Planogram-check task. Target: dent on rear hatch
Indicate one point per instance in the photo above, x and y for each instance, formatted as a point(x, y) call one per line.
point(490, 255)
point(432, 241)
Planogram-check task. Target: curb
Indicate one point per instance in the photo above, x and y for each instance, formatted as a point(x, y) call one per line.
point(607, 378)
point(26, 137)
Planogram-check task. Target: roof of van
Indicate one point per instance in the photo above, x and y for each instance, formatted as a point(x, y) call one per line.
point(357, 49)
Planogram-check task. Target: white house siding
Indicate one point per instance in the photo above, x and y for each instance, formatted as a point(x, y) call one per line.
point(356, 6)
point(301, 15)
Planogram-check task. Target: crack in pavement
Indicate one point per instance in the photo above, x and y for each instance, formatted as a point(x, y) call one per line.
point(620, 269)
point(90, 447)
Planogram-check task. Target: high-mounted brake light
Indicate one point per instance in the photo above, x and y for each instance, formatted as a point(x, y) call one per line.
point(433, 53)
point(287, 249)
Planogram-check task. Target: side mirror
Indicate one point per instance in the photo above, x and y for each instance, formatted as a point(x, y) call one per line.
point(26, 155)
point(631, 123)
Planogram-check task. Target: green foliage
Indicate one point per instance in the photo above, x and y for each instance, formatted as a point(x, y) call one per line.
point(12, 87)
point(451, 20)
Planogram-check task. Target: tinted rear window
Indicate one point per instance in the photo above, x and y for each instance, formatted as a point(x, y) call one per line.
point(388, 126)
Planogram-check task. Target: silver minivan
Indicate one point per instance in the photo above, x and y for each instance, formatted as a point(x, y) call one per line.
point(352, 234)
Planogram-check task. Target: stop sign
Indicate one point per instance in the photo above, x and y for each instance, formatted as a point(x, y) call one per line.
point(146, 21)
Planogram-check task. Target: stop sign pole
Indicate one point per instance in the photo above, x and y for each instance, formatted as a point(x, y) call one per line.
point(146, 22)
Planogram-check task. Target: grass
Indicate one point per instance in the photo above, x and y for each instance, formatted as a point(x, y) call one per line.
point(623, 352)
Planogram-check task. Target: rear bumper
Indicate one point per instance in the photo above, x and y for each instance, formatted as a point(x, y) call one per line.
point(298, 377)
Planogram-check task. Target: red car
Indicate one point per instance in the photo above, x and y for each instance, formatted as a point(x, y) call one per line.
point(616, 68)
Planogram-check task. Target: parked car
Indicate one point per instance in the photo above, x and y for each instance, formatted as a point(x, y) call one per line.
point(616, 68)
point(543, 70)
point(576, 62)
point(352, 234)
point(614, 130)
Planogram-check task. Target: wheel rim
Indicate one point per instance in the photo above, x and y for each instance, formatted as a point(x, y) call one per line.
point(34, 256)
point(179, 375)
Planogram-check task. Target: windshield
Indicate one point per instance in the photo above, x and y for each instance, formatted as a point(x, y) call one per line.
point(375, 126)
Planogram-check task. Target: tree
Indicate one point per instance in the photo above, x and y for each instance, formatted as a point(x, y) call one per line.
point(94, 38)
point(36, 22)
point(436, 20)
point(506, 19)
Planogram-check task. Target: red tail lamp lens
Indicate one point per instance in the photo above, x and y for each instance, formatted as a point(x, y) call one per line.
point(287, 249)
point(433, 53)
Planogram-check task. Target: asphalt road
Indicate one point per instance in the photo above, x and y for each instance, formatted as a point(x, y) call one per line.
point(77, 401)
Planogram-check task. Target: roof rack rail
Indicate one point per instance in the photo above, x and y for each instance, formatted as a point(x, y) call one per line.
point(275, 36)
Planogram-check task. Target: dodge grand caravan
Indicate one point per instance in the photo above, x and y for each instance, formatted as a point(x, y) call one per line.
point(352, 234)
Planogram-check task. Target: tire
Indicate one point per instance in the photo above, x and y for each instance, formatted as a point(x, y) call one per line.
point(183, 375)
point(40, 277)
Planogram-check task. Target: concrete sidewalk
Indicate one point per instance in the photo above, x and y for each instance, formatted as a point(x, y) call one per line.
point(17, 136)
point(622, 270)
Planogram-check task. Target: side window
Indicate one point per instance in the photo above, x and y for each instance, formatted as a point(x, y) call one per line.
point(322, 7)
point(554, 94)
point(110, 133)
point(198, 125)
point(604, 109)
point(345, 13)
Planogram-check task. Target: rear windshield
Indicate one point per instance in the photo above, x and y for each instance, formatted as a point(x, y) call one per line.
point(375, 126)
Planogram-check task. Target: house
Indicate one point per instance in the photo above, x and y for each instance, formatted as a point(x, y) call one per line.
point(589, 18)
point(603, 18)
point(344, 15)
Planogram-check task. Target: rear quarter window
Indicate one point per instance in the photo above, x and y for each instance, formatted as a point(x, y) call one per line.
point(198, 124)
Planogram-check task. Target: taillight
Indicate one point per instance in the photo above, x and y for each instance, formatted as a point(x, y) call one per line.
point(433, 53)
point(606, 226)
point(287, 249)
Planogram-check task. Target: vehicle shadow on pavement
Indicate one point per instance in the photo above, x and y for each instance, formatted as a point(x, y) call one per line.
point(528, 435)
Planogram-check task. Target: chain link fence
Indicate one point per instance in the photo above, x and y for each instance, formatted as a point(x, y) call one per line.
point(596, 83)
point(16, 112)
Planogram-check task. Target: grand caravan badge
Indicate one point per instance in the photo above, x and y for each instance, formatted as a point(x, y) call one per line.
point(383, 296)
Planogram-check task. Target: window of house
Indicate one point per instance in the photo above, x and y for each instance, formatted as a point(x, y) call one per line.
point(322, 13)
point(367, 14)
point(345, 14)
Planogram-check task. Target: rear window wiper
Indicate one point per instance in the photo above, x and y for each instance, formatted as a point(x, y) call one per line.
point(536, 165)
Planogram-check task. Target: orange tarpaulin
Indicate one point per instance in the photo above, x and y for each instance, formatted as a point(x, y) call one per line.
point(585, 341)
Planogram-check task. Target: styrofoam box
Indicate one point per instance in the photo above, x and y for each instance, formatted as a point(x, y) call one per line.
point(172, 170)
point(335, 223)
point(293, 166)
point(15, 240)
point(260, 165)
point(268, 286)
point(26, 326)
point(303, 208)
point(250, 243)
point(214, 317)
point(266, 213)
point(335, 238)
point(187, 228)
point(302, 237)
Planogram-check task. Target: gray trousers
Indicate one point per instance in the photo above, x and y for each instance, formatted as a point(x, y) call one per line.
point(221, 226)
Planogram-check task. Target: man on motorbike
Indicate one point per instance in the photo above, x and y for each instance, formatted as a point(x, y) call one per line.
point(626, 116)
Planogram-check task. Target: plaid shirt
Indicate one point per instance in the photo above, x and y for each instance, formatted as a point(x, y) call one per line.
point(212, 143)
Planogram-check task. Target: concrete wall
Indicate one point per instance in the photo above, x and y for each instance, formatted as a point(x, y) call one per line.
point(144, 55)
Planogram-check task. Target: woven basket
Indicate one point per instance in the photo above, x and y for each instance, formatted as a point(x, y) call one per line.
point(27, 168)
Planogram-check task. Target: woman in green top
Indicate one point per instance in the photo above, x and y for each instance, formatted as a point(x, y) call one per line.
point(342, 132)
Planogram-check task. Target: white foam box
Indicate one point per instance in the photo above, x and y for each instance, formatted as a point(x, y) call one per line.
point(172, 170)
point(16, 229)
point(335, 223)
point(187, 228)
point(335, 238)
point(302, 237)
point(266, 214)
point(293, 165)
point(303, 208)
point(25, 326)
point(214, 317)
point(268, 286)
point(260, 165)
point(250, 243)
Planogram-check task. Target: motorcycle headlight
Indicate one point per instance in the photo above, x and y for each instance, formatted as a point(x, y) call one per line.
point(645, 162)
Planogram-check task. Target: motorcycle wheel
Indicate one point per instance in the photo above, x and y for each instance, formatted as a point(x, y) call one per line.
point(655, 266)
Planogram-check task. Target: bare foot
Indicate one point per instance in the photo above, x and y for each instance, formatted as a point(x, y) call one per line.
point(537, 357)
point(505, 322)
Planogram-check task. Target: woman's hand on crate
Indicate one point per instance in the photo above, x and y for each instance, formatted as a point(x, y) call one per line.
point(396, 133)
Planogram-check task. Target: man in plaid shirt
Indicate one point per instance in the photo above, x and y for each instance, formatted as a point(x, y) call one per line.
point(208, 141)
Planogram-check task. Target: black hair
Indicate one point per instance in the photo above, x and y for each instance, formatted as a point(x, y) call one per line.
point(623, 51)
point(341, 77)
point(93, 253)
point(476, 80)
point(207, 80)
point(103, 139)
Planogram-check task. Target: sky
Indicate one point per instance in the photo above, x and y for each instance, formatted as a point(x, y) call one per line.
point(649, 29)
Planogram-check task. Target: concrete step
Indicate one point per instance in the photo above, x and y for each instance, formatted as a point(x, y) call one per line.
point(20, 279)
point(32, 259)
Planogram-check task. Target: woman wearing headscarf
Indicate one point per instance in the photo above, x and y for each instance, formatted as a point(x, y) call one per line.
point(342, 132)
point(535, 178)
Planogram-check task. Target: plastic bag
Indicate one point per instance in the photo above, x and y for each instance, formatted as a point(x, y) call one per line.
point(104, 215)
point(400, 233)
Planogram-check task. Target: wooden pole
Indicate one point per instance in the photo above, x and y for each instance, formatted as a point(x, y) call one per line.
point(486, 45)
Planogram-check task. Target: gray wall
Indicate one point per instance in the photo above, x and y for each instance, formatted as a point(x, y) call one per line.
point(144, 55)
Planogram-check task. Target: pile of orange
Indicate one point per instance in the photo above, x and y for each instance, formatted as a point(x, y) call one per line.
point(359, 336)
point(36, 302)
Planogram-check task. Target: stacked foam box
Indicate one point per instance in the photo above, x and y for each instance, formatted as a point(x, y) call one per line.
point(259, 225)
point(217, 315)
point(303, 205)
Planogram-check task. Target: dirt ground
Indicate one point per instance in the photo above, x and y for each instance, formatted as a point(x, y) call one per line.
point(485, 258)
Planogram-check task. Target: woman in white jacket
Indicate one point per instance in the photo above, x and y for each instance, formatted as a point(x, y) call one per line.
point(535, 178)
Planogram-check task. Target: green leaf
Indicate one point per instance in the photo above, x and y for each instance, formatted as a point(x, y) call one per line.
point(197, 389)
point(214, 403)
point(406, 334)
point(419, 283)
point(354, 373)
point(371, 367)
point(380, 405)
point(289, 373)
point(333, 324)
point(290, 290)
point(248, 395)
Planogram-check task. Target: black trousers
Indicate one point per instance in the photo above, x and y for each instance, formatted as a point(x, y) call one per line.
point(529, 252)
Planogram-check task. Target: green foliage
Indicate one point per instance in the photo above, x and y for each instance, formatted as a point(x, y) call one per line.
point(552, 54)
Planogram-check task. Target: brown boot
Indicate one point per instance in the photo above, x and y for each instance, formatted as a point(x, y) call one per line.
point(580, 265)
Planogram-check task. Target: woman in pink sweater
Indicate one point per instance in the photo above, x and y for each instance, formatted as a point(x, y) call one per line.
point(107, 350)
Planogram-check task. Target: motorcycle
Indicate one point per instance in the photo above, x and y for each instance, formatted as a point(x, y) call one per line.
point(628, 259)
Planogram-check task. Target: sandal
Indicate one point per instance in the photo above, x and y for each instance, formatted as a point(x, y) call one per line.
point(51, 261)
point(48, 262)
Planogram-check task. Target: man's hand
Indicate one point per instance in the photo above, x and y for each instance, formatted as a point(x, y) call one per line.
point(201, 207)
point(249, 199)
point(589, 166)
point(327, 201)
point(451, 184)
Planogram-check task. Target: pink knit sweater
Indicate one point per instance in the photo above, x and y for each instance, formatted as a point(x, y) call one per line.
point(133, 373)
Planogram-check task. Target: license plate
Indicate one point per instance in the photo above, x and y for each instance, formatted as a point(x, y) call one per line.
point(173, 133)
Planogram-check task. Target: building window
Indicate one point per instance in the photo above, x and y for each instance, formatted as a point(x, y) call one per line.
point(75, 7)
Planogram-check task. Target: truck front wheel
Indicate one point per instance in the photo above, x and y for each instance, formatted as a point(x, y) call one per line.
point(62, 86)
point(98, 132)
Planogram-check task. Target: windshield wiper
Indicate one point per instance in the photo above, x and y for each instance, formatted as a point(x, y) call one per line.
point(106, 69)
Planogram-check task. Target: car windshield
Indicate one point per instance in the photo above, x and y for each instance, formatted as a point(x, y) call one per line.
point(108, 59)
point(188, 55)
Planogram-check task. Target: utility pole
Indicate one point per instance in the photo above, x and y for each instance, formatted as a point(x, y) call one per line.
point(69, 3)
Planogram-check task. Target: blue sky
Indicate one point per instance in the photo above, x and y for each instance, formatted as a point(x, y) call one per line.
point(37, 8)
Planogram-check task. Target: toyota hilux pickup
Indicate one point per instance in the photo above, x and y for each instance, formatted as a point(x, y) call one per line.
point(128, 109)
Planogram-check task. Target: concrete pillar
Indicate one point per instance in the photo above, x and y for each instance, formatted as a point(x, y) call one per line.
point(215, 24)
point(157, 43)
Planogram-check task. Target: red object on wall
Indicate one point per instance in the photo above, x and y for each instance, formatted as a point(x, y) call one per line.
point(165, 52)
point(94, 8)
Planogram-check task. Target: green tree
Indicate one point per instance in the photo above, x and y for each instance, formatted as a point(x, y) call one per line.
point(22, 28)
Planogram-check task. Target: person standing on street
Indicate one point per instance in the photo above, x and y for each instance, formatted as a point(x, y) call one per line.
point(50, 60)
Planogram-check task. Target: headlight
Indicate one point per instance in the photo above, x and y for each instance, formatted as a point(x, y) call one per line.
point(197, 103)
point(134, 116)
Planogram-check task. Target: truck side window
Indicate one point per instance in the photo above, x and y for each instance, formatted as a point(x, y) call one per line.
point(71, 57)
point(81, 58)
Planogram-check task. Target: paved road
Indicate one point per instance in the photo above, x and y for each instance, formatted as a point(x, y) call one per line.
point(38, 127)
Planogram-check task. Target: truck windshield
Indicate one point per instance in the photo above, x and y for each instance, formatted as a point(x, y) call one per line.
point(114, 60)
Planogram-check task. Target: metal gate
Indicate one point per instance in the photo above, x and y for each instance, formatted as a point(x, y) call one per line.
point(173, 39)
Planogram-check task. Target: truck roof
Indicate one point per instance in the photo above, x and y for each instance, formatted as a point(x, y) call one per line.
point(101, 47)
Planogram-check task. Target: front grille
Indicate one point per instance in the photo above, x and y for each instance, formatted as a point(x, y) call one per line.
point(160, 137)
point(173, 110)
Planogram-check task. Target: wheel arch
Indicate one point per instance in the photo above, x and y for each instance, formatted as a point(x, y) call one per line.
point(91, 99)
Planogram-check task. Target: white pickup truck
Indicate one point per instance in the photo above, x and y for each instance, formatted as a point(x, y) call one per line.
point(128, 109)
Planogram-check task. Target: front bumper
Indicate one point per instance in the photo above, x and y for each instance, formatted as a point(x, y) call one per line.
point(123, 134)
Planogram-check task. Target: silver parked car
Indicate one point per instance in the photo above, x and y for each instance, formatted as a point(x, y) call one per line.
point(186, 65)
-- -- --
_THE PROBLEM_. Convert the material above, from the line with "Planogram-check task. Target: red tail" up to and including the line with "point(275, 36)", into a numbered list, with blank lines left out.

_COMPLETED TASK_.
1. Planogram-check task. Target: red tail lamp lens
2. Indicate one point per instance in the photo above, x and y for each instance, formatted as a point(x, y) call one per line.
3. point(287, 249)
4. point(433, 53)
5. Planogram-check task. Target: asphalt road
6. Indicate one point per instance in the photo above, x and y for each instance, formatted as a point(x, y) call one per line.
7. point(77, 401)
8. Planogram-check task. Target: roof rack rail
9. Indicate one point per instance in the photo above, x and y for each instance, formatted as a point(x, y) call one per line.
10. point(275, 36)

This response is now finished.